** What needs to be done **
Reproduce the lines of the listing below, from the line containing "Can you find the rock wall?" through the line containing "[[766, 443]]", inclusive, with their requests, and shift each coordinate in the answers by adding -17 to it.

** Input rows **
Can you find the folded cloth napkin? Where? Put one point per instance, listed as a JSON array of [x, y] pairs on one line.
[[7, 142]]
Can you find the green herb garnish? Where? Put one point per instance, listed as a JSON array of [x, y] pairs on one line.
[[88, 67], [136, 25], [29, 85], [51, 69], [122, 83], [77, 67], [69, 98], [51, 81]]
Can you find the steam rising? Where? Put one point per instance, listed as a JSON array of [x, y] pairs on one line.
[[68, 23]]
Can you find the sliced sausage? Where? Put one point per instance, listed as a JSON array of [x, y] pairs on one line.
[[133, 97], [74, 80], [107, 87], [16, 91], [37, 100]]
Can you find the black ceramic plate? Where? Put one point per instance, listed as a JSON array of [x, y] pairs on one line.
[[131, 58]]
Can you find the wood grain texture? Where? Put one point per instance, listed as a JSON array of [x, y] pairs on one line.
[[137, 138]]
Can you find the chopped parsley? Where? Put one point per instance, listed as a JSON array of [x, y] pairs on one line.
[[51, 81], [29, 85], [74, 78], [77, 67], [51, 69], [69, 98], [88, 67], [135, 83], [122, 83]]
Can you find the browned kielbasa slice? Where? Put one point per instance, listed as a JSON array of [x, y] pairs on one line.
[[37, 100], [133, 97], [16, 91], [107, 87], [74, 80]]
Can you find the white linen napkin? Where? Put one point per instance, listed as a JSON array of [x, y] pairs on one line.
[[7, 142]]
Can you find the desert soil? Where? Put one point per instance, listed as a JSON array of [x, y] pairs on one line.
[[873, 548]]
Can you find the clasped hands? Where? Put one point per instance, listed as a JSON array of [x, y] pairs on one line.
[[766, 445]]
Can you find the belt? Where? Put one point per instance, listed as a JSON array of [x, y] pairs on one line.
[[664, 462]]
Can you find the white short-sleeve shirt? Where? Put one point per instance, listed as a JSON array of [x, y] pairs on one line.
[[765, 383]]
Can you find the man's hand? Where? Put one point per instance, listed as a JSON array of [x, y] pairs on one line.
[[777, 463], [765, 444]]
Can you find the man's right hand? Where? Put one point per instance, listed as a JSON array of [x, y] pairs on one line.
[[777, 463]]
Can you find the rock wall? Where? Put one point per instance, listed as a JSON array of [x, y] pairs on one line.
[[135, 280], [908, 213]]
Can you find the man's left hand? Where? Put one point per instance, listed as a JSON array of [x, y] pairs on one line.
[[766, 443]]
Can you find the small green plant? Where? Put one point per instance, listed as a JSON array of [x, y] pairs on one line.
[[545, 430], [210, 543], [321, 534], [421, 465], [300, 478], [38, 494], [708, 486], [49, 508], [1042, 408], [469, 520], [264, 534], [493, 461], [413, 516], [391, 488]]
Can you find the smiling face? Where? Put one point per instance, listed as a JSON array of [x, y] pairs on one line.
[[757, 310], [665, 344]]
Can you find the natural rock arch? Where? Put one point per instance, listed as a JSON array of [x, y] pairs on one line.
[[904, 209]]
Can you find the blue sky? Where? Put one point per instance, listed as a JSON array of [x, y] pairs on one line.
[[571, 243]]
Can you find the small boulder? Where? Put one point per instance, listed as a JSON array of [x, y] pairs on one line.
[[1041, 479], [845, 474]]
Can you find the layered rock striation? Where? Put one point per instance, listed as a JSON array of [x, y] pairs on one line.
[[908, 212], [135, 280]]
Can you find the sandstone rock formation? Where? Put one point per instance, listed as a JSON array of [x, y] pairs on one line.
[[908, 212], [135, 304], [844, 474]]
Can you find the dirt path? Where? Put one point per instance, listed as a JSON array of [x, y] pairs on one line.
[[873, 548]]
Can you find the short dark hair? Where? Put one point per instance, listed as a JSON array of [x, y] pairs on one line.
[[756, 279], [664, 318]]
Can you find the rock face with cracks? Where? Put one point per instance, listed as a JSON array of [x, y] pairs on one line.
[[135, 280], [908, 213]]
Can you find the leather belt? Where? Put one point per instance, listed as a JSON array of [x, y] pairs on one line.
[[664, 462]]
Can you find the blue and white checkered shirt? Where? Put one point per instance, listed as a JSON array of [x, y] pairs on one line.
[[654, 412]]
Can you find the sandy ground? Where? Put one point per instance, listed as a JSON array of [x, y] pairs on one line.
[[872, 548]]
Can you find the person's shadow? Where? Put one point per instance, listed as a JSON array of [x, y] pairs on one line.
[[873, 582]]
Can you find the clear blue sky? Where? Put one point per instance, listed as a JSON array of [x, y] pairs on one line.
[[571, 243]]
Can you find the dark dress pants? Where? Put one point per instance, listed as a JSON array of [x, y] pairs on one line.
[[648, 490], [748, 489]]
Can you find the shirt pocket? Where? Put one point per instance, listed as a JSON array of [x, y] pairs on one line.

** Answer for the task **
Can you find the rock wall? Where? Put one point per instance, listed as a JSON array of [x, y] pairs on one line.
[[118, 263], [891, 196]]
Can you find the man's left hand? Where? Put one point per instance, listed as a JSON array of [x, y] pairs on one line.
[[749, 426]]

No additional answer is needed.